(Exercise requirements) Each line below should be retyped exactly, with no pictures.

(Object pointing dataset rows)
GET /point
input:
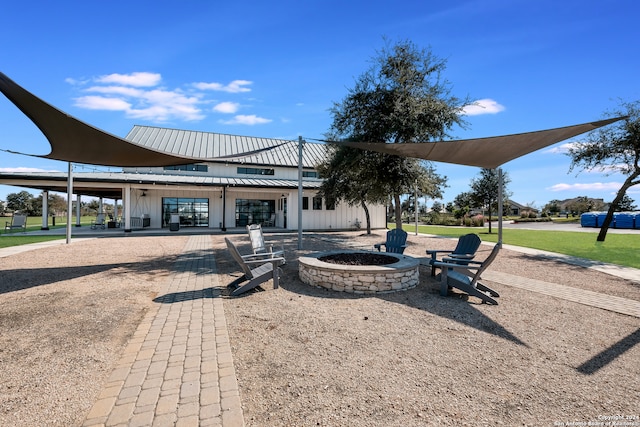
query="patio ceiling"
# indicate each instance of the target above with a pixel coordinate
(483, 152)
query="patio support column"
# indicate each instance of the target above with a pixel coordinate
(78, 210)
(45, 210)
(224, 208)
(300, 141)
(500, 184)
(69, 201)
(126, 208)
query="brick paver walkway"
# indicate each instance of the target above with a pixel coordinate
(177, 370)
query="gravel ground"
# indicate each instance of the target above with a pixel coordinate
(66, 313)
(306, 356)
(311, 357)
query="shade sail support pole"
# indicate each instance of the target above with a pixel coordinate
(69, 201)
(500, 204)
(300, 142)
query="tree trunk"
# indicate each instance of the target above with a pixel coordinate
(398, 209)
(367, 216)
(607, 220)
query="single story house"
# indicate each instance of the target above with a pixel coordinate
(237, 191)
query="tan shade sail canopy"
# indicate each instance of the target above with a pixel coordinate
(74, 141)
(483, 152)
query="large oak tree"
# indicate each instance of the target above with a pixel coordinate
(613, 149)
(401, 98)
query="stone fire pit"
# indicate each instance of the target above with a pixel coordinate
(400, 274)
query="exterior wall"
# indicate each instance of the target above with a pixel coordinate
(342, 217)
(228, 170)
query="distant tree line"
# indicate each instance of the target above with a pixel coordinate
(26, 203)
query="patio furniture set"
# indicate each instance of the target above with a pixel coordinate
(458, 268)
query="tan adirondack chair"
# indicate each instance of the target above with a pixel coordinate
(18, 222)
(257, 269)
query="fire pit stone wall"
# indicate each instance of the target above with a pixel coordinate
(365, 279)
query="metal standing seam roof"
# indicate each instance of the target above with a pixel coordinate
(204, 146)
(161, 179)
(93, 183)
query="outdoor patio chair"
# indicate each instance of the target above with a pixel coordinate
(465, 250)
(271, 222)
(257, 269)
(98, 222)
(396, 241)
(257, 242)
(18, 222)
(466, 276)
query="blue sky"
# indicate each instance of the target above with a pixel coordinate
(273, 69)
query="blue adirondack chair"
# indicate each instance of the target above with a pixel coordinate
(396, 242)
(466, 277)
(465, 250)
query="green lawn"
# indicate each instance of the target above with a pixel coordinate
(620, 249)
(17, 238)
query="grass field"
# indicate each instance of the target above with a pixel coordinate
(620, 249)
(8, 239)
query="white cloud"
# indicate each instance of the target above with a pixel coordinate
(483, 106)
(102, 103)
(24, 169)
(246, 120)
(140, 96)
(139, 79)
(226, 107)
(235, 86)
(116, 90)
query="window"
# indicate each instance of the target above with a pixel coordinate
(190, 167)
(330, 202)
(317, 203)
(193, 212)
(254, 211)
(256, 171)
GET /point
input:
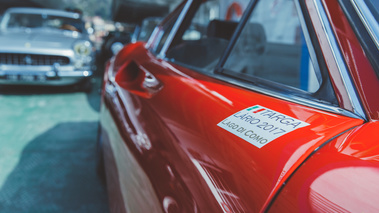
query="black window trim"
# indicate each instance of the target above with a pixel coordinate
(285, 90)
(290, 94)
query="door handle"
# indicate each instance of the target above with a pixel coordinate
(137, 80)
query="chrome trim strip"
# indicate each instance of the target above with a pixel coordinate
(310, 47)
(368, 20)
(174, 29)
(287, 97)
(353, 96)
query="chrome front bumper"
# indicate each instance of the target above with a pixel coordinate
(42, 75)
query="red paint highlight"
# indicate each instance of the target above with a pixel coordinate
(259, 110)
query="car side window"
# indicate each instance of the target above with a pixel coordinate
(202, 43)
(272, 48)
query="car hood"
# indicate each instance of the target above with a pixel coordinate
(37, 39)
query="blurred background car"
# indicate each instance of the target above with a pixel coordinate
(131, 26)
(45, 47)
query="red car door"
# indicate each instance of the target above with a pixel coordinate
(223, 141)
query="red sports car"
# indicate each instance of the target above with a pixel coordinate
(259, 106)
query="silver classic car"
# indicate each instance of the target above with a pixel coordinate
(44, 46)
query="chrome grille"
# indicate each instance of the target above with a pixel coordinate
(32, 59)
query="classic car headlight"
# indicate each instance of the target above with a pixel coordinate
(83, 48)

(Result of this exercise)
GET /point
input:
query="patio ceiling"
# indicate each instance of the target above with a pixel coordinate
(483, 152)
query="patio support column"
# indicate each instance of the target above with a pixel coordinate
(78, 210)
(45, 210)
(224, 208)
(300, 141)
(500, 184)
(69, 201)
(126, 208)
query="brick paver walkway"
# indicate each instance of the target above with a pixel coordinate
(177, 370)
query="gravel ground"
# indicate each instance of the target above with a pixel coordinate
(66, 313)
(306, 356)
(311, 357)
query="shade sail support pole"
# indicate each instance of the target above with a pixel coordinate
(69, 201)
(500, 204)
(300, 142)
query="tree trunk"
# indicate each instance of the target above with a pixel coordinate
(398, 209)
(367, 216)
(607, 220)
query="single story house"
# indicate each instance of the target above with a pixel coordinate
(237, 191)
query="tan shade sail canopy"
# indicate each instance of the target above with a pixel coordinate
(74, 141)
(483, 152)
query="large oak tree"
# indicate each instance of the target above with a pixel coordinate
(613, 149)
(401, 98)
query="stone fire pit"
# indicate each instance of the target above with a pixel coordinate
(400, 274)
query="exterior wall"
# indicate each instance of the target above with a pixel coordinate
(342, 217)
(228, 170)
query="distant tree line"
# indicate each instance of the target above with a pixel coordinate
(26, 203)
query="patio furniture set"
# indicate each instance of the target above with a pixel coordinate
(458, 268)
query="tan adirondack chair"
# indicate each instance of the target above with a pixel coordinate
(18, 222)
(257, 269)
query="fire pit stone wall"
# indicate each instance of the target above with a pixel coordinate
(365, 279)
query="metal standing seam roof"
# indicate each instance of the target above with a pixel coordinate
(204, 146)
(161, 179)
(93, 183)
query="outdoor patio chair"
# indicate each instance of the target above with a pixel coordinate
(465, 250)
(271, 222)
(257, 269)
(98, 222)
(396, 241)
(257, 242)
(18, 222)
(466, 276)
query="blue sky"
# indicate each instance of the target above with a pixel coordinate
(273, 69)
query="blue adirondack chair"
# indicate each instance of the target above with a pixel coordinate
(396, 242)
(466, 277)
(465, 250)
query="green lawn"
# indicate each instance of the target above with a pixel coordinate
(620, 249)
(17, 238)
query="grass field"
# indicate each instance of the target above with a pixel coordinate
(620, 249)
(8, 239)
query="white cloud"
# indicate each instance of the target above with a pixel coordinate
(483, 106)
(102, 103)
(24, 169)
(246, 120)
(140, 96)
(139, 79)
(226, 107)
(235, 86)
(116, 90)
query="window"
# indicate each instance of the target above with a pixel coordinate
(190, 167)
(330, 202)
(317, 203)
(193, 212)
(254, 211)
(256, 171)
GET /point
input:
query="black window trim"
# indicate each instance of the target above with a pixel coordinate
(285, 90)
(290, 94)
query="door handle"
# indicate each instance of the target above with a pixel coordinate
(137, 80)
query="chrome trim strip"
# indicate each instance of the target above with a pixel coordinate
(310, 47)
(368, 20)
(174, 29)
(287, 97)
(353, 96)
query="chrome front bumper"
# indicate each instance of the target above with a pixel coordinate
(42, 75)
query="red paint highlight"
# indicate each instance of the target above with a pixel coordinate
(259, 110)
query="car side window"
# indicate each instance of the target above with a pixel coordinate
(202, 43)
(272, 48)
query="car hood"
# indicate each instance of the target above with a pixel coordinate
(37, 39)
query="blurred background car"
# indicate each instance of the target above with a pixel coordinate
(131, 26)
(45, 47)
query="red car door"
# indicate each instance of the target above with a pixel coordinate
(223, 141)
query="red sports car"
# indicate each instance of the target above with a pixel coordinate
(259, 106)
query="silver classic car"
# indicate each instance of the target above with a pixel coordinate
(44, 46)
query="chrome grille"
# indicate each instance of the target above with a pixel coordinate
(32, 59)
query="classic car headlight"
# indicate each instance of the target above with a pixel coordinate
(83, 48)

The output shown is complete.